▶ [Work to complete]: Look in the material below for the line holding "Query: rhino back". Set it down exactly, with each later line up to and including the line holding "pixel 287 137".

▶ [Task inputs]:

------------------------------------

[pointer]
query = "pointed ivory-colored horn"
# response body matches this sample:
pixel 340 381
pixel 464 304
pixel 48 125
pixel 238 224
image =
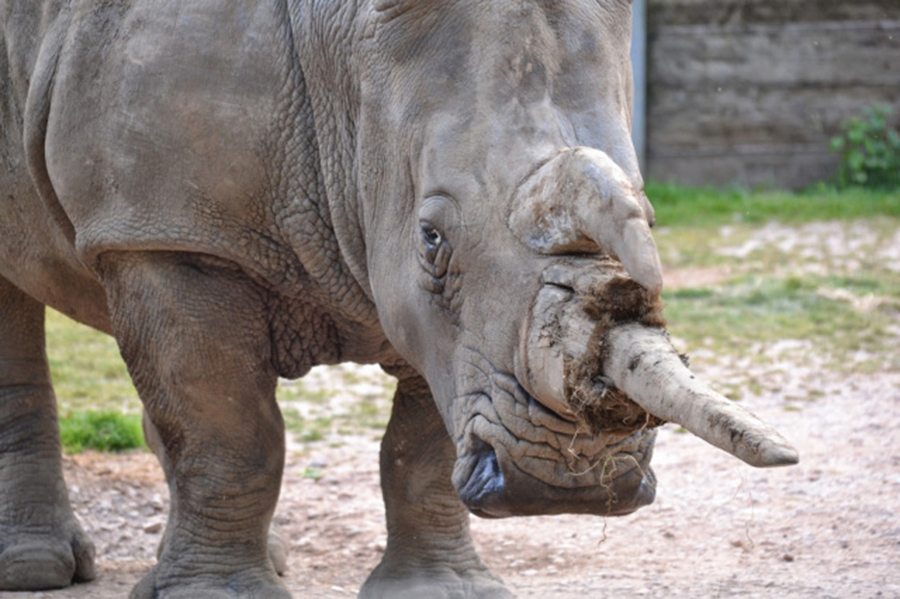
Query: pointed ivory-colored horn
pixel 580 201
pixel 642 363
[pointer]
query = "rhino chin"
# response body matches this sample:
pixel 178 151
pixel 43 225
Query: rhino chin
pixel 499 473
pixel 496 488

------------------------------------

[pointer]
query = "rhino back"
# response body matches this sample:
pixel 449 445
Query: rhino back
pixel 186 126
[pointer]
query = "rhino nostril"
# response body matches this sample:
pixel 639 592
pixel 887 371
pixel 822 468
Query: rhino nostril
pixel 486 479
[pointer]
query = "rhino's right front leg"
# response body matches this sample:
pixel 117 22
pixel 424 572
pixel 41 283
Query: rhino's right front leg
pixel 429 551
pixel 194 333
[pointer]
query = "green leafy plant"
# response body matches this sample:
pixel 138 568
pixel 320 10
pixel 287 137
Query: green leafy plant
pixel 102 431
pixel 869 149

------------------------------------

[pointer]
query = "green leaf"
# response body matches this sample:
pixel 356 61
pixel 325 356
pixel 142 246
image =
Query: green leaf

------------------------------------

▶ [Result of the exercise]:
Query: rhino back
pixel 186 126
[pointer]
query = "rhino nostril"
# response body matches this sample:
pixel 639 592
pixel 887 371
pixel 822 468
Query: rhino nostril
pixel 486 479
[pointer]
query = "rhino's right front leg"
# response body matches this sample:
pixel 117 22
pixel 424 572
pixel 41 283
Query: rhino's right front leg
pixel 429 551
pixel 194 333
[pointer]
query = "green leafy plant"
# response body matches this sample:
pixel 138 568
pixel 320 10
pixel 287 137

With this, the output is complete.